▶ **Written problem**: Starting from the line containing "point: wooden table", write out the rest of the entries exactly, through the final line, including nothing else.

Records from a point labeling set:

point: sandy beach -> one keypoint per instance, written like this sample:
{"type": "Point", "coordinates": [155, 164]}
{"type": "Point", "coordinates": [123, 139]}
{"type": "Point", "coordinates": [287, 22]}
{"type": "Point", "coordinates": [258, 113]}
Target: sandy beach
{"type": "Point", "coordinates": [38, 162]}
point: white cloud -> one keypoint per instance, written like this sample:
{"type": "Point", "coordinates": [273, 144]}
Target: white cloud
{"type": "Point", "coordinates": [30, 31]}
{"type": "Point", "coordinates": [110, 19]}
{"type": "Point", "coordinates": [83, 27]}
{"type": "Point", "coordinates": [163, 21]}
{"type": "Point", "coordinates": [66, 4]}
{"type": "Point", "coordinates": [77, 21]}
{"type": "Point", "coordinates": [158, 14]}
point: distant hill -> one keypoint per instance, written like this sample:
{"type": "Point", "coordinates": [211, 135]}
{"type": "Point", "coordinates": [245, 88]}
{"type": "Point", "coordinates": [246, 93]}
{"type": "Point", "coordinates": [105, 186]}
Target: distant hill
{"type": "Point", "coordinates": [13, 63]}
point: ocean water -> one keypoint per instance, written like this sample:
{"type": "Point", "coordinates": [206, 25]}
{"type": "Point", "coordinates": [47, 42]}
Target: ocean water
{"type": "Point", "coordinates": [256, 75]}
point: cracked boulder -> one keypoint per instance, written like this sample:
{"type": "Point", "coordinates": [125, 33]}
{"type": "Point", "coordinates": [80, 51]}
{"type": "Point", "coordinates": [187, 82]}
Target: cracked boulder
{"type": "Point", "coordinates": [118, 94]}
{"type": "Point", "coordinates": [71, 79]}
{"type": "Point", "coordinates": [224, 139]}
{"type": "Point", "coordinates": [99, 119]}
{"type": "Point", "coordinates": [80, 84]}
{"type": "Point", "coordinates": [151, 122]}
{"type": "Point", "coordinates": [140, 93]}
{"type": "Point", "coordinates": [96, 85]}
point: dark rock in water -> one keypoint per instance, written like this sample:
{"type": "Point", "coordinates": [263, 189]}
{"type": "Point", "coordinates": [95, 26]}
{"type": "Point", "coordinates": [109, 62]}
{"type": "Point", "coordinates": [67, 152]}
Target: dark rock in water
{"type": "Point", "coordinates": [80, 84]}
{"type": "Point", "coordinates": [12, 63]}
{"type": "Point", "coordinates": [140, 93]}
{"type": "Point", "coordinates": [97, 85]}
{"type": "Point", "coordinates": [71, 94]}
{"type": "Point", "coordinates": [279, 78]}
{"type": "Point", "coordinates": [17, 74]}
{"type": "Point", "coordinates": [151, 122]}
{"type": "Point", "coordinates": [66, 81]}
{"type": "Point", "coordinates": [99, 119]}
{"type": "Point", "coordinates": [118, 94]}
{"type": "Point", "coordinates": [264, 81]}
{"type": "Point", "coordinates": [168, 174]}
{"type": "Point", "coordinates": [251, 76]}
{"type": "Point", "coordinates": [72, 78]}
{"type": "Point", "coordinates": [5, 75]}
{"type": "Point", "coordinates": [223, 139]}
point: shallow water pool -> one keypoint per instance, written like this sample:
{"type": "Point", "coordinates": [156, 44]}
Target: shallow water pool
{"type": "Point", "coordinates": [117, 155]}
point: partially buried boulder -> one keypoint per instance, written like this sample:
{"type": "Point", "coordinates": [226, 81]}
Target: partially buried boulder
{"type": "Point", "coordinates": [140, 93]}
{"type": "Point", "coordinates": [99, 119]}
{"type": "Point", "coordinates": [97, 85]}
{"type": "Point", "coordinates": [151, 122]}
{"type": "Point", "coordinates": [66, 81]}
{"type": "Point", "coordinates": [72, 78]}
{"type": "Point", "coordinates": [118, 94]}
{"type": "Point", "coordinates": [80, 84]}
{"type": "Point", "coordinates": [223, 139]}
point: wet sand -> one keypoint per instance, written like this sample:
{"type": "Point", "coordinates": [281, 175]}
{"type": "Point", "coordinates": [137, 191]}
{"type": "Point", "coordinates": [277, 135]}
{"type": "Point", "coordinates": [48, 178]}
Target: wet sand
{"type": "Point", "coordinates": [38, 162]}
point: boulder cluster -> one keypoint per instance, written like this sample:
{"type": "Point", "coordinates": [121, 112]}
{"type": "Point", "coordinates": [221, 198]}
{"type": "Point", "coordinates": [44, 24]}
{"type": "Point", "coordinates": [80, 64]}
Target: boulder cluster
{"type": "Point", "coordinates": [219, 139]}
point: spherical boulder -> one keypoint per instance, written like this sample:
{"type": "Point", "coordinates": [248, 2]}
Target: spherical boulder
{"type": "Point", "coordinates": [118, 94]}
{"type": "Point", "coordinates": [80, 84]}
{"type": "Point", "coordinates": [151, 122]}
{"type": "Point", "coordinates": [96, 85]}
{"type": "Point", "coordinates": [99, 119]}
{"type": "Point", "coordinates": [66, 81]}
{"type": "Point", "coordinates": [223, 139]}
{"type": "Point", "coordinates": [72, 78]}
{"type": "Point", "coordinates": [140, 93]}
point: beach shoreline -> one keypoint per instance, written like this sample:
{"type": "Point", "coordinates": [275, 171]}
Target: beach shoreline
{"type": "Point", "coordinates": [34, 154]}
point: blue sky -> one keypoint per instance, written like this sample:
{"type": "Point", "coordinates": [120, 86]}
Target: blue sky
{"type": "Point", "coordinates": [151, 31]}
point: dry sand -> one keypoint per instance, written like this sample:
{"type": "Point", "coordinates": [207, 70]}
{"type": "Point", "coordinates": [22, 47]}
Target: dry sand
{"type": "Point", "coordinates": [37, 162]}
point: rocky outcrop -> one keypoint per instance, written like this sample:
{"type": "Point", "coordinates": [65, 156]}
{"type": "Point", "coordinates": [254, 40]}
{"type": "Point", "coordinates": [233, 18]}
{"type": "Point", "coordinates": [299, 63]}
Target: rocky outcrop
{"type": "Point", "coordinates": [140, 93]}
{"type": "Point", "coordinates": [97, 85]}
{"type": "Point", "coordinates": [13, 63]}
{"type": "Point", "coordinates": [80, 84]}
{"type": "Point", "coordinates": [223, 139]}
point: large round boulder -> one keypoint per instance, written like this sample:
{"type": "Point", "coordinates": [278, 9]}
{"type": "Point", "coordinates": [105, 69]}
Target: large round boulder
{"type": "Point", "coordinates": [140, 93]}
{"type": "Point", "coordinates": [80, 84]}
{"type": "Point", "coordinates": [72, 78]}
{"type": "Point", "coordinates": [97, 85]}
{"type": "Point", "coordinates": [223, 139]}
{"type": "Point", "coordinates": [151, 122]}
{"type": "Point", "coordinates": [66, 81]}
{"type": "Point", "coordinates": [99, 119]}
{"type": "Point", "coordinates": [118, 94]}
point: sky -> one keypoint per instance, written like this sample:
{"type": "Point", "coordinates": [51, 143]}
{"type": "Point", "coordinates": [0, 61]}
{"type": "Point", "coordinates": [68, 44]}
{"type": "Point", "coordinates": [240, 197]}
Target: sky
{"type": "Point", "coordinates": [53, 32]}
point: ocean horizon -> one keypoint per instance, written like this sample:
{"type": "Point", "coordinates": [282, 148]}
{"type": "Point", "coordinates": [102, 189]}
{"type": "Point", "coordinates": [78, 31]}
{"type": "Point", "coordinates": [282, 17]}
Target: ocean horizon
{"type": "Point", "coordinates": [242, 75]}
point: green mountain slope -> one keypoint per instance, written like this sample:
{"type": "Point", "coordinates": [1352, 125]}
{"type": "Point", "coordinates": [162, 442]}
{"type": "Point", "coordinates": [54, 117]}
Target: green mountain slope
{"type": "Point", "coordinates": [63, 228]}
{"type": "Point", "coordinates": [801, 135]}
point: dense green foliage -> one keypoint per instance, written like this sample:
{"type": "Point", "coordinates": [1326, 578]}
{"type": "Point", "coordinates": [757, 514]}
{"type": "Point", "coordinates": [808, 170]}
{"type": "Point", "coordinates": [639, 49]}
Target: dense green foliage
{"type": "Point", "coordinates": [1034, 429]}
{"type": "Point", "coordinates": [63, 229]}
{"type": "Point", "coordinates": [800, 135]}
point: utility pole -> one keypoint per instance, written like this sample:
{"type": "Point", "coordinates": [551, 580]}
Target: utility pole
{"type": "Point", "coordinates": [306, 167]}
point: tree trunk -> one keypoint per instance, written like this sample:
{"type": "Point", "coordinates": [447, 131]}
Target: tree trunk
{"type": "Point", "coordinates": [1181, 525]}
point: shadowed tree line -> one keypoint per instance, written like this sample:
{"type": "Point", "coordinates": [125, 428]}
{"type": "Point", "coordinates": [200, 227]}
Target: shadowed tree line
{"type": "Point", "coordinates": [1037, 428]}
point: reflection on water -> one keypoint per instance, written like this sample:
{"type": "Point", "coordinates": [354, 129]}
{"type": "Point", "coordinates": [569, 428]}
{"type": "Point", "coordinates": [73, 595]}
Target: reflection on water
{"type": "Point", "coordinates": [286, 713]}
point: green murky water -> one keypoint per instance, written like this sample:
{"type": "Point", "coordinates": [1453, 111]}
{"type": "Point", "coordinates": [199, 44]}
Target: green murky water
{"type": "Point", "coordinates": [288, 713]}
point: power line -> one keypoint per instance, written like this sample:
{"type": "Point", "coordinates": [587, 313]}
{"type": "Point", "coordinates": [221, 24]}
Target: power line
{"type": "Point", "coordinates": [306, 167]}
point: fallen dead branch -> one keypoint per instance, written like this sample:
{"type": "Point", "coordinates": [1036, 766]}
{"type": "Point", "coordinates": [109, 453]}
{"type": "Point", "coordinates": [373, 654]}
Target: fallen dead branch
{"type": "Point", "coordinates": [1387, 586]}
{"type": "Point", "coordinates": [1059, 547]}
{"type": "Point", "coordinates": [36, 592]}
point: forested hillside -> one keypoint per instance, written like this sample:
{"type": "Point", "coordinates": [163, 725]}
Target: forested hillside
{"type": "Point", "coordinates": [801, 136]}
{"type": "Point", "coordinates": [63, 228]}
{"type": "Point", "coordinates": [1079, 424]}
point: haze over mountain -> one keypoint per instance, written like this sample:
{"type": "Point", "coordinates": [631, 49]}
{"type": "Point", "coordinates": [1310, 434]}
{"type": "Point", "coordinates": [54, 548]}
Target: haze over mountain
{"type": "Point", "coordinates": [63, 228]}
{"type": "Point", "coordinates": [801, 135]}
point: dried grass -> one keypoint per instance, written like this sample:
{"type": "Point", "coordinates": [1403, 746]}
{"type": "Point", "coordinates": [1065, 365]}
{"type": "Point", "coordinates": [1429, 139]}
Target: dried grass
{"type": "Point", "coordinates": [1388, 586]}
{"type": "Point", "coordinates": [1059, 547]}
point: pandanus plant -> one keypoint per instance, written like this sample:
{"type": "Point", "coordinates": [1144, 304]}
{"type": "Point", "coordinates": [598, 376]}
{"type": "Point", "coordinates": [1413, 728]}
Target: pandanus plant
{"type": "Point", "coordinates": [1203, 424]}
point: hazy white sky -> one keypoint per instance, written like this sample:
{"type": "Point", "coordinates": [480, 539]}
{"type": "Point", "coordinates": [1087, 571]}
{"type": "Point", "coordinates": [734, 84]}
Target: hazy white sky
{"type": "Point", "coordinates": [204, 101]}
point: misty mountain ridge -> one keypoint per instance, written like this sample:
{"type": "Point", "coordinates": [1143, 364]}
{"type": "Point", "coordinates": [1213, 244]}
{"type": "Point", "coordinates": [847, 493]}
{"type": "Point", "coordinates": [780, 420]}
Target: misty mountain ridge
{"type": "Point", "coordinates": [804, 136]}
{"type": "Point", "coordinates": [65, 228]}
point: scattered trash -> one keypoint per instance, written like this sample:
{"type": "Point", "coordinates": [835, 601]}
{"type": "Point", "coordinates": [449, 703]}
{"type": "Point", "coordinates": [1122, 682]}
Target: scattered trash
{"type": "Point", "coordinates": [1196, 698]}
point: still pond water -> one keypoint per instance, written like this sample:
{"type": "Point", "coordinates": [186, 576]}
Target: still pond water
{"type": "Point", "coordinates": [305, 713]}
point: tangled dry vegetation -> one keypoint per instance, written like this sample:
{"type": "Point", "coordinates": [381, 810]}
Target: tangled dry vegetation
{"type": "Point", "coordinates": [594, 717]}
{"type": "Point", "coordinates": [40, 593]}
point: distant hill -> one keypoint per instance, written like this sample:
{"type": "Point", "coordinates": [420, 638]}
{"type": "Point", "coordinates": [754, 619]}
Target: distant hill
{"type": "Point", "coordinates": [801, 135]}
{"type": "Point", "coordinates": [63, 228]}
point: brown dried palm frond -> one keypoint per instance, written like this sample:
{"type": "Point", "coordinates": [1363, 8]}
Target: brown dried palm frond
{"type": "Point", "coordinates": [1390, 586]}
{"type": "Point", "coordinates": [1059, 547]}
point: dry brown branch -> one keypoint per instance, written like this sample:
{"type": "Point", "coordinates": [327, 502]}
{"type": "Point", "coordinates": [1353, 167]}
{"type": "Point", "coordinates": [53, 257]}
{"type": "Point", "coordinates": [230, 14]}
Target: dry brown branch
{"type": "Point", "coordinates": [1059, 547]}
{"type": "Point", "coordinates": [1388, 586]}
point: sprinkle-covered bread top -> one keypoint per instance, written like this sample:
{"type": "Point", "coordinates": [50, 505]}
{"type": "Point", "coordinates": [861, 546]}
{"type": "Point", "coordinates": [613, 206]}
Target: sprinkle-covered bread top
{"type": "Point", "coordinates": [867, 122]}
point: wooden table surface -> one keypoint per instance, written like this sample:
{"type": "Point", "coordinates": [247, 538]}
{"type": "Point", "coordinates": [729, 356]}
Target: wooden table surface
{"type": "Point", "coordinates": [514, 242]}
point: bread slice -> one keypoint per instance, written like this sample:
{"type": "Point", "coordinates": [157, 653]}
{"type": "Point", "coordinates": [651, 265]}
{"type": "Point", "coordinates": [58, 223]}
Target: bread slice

▶ **Solution to this task**:
point: wooden table surface -> one keypoint per instance, written like this sample:
{"type": "Point", "coordinates": [247, 538]}
{"type": "Point", "coordinates": [729, 356]}
Target: wooden table surface
{"type": "Point", "coordinates": [514, 242]}
point: bread slice -> one keypoint per instance, written like this sample:
{"type": "Point", "coordinates": [157, 653]}
{"type": "Point", "coordinates": [651, 265]}
{"type": "Point", "coordinates": [58, 223]}
Target: bread slice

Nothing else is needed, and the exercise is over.